Work task:
Duplicate the full forum post below on pandemic death estimates, word for word.

Page text:
(06-26-2020 10:56 AM)ken d Wrote: To whatever extent that might be true, it is a number that can not be known, or even estimated. That 100K number was simply pulled out of someone's rear end. But even if it were true, if the number of deaths from the virus without any steps to prevent its spread were 300K, is the difference of 200K an acceptable outcome to justify playing football? ...
One point is that a lot of other countries have the case rate (per million people) down to a small fraction of the US new case rate per million people. The choice between 100,000 dead and 300,000 dead is also taking for granted a relatively incompetent response to the epidemic.
Another point is that while there ARE antibody studies that estimate uncounted light/asymptomatic cases at multiples of counted cases, there are also antibody studies that estimate uncounted light/asymptomatic cases at a similar percentage to serious/critically ill cases ... antibody testing is notoriously prone to false positives, both due to overlaps between an immune system response to different infections and due to overlaps between different immune system responses detected by the same testing agent.

(Dataset entries)
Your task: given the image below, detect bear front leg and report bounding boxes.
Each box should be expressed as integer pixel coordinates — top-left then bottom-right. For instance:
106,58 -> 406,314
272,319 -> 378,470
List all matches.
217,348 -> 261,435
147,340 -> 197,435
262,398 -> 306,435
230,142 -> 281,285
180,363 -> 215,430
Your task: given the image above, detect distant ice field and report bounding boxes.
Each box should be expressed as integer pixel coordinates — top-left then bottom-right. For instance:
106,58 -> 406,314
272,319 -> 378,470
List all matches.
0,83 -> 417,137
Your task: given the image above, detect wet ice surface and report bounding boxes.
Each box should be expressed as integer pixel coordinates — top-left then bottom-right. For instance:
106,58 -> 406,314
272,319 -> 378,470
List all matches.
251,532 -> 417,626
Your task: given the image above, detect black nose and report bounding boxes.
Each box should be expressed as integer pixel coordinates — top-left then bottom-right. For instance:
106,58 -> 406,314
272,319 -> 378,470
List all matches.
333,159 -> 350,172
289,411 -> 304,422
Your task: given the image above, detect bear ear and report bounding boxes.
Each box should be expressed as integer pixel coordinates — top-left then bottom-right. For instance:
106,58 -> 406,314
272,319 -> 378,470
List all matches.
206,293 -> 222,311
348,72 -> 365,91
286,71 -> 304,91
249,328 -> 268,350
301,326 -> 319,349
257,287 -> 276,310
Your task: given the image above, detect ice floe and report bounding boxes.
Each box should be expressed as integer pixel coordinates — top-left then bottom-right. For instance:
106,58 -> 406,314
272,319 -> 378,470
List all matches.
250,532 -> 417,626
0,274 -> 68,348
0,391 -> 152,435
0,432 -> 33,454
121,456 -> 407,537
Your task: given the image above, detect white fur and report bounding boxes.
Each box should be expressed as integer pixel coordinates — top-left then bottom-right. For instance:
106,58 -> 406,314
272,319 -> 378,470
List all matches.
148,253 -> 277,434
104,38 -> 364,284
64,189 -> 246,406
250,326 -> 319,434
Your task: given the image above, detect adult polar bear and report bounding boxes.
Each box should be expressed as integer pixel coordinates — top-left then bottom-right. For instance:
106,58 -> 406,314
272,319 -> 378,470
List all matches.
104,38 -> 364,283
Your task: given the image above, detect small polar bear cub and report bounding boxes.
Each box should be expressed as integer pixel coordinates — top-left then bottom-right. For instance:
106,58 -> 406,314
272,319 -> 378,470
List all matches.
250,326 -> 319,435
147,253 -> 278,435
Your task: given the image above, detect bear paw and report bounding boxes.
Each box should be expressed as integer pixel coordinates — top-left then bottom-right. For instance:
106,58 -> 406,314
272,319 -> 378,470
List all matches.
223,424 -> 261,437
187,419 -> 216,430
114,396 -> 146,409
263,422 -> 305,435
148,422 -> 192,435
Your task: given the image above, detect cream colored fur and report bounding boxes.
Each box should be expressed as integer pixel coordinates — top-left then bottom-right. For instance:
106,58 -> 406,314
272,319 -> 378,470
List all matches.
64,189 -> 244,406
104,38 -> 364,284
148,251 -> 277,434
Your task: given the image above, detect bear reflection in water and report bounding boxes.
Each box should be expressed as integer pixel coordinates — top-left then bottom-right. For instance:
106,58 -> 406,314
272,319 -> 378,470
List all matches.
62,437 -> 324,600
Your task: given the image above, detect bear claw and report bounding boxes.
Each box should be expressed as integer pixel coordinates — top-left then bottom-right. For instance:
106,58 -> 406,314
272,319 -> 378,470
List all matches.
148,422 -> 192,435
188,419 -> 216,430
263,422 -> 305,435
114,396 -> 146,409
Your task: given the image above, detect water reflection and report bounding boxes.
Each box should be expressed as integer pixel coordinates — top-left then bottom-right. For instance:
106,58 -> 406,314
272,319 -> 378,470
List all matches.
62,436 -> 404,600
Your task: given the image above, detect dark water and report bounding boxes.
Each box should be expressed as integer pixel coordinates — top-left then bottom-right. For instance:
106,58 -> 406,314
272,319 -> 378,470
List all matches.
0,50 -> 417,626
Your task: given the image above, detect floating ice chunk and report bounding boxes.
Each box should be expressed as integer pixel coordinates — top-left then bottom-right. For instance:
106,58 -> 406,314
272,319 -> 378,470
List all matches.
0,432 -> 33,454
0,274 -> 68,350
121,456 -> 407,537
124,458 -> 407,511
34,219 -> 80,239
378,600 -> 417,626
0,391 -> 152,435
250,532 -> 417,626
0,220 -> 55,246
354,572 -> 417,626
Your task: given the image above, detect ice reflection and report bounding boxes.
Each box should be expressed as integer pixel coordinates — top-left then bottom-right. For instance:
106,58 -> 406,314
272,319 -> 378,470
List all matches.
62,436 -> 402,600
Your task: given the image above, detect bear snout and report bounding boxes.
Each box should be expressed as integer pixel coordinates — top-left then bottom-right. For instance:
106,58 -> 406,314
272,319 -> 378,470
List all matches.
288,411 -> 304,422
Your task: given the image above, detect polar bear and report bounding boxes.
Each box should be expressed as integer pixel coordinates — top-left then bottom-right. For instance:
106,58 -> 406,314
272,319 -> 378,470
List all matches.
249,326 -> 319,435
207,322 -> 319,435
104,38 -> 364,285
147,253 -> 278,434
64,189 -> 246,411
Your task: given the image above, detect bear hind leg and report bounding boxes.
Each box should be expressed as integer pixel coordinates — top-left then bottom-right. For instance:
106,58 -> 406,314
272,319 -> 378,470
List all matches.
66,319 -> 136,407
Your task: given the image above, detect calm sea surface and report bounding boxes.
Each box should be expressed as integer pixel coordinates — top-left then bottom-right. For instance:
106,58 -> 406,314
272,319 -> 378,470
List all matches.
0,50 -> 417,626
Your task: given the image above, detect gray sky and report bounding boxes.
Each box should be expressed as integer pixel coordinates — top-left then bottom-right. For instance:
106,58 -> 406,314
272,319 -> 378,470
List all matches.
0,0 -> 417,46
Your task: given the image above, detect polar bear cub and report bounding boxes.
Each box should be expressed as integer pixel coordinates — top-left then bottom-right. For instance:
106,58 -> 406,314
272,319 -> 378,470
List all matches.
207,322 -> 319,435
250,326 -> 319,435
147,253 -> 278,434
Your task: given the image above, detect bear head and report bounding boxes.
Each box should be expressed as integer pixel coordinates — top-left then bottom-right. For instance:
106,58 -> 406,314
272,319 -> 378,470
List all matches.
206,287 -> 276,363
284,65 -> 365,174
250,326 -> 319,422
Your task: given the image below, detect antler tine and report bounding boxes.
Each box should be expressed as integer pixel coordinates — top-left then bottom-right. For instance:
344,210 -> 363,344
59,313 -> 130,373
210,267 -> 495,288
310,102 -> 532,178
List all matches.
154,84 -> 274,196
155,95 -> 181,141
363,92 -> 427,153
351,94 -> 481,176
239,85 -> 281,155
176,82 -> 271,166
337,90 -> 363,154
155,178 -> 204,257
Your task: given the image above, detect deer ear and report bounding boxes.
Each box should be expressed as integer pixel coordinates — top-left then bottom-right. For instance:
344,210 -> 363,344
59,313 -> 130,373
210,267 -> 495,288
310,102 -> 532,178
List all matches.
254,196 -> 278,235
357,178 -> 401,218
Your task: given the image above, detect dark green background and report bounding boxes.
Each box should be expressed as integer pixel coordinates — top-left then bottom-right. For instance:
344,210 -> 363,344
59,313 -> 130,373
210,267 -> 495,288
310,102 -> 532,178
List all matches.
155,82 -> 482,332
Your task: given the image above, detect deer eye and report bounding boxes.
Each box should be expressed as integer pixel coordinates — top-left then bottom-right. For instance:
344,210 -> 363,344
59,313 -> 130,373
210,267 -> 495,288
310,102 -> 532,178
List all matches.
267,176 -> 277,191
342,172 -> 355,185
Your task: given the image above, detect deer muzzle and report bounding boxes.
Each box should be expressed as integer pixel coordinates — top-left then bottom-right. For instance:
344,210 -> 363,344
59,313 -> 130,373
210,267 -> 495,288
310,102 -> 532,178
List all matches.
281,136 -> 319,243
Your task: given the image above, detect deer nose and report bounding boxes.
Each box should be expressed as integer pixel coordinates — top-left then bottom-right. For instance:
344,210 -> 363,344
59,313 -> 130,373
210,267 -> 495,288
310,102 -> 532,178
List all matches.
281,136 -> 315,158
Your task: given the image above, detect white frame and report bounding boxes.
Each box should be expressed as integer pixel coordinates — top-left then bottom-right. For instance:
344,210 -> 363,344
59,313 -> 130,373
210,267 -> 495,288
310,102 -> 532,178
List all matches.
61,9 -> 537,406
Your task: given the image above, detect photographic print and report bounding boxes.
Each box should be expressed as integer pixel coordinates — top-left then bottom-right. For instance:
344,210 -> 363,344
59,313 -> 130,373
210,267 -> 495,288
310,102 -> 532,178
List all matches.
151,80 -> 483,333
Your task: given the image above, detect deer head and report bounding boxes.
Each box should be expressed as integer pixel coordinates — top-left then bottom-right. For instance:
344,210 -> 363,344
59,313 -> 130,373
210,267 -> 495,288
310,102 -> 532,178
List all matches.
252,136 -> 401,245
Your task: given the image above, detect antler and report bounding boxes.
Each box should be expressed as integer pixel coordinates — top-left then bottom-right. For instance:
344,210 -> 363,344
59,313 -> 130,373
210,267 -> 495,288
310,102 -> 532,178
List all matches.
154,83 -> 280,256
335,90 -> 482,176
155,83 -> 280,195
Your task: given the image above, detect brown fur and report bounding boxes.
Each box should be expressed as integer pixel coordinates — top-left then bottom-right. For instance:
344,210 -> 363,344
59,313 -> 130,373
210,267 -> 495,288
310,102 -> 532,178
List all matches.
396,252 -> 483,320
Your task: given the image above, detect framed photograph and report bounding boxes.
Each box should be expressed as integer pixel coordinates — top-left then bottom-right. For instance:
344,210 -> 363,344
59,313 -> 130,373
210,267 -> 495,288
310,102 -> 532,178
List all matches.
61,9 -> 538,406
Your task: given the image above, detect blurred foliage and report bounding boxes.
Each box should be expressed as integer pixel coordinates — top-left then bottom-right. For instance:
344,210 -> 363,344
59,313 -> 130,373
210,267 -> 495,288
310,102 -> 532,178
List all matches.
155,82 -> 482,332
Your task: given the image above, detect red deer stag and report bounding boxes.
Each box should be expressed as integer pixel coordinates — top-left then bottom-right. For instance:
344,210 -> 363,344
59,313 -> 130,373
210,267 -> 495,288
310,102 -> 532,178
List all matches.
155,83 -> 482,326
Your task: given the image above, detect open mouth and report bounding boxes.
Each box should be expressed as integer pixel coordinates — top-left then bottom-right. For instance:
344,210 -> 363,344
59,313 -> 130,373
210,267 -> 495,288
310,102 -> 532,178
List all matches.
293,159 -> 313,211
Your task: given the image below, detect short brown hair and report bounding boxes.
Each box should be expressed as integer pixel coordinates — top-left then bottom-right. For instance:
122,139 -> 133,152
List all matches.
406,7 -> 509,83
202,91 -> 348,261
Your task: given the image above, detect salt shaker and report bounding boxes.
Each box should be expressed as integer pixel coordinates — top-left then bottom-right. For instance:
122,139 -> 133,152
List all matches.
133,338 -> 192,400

Solution for this exercise:
(06-26-2020 10:56 AM)ken d Wrote: To whatever extent that might be true, it is a number that can not be known, or even estimated. That 100K number was simply pulled out of someone's rear end. But even if it were true, if the number of deaths from the virus without any steps to prevent its spread were 300K, is the difference of 200K an acceptable outcome to justify playing football? ...
One point is that a lot of other countries have the case rate (per million people) down to a small fraction of the US new case rate per million people. The choice between 100,000 dead and 300,000 dead is also taking for granted a relatively incompetent response to the epidemic.
Another point is that while there ARE antibody studies that estimate uncounted light/asymptomatic cases at multiples of counted cases, there are also antibody studies that estimate uncounted light/asymptomatic cases at a similar percentage to serious/critically ill cases ... antibody testing is notoriously prone to false positives, both due to overlaps between an immune system response to different infections and due to overlaps between different immune system responses detected by the same testing agent.